> _TASK DETAILS_: Rewrite the listing below as a numbered list of its lines, skipping any blank lines. Leave the pictures out of your answer.

* BEGIN SOURCE DATA *

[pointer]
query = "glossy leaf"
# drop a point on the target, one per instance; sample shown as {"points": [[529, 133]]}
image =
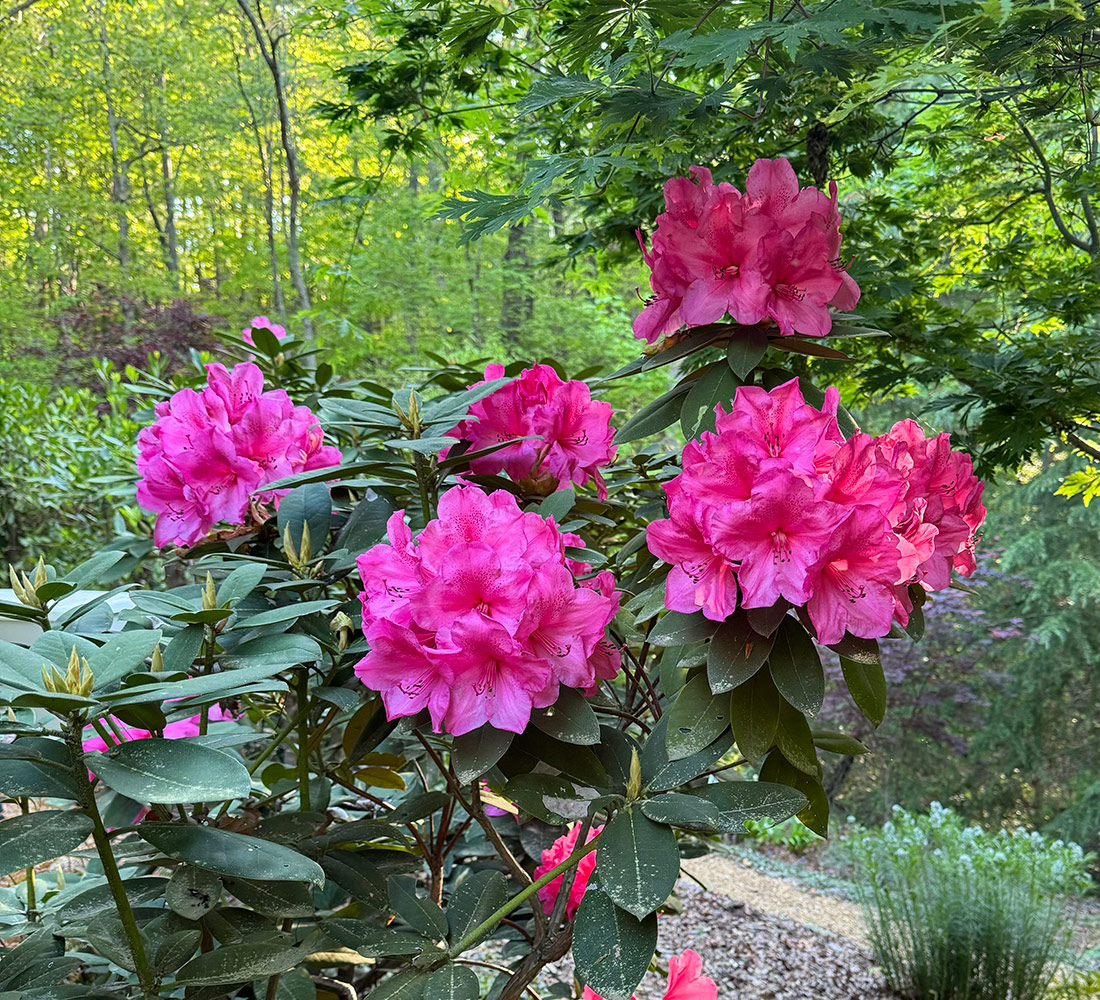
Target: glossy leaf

* END SOURCE DATA *

> _EXERCISE RESPONSE_:
1. [pointer]
2. query = "glossy leaf"
3. # drop a point on the target, one per instance; sample shown as {"points": [[529, 133]]}
4. image =
5. Target: glossy leaf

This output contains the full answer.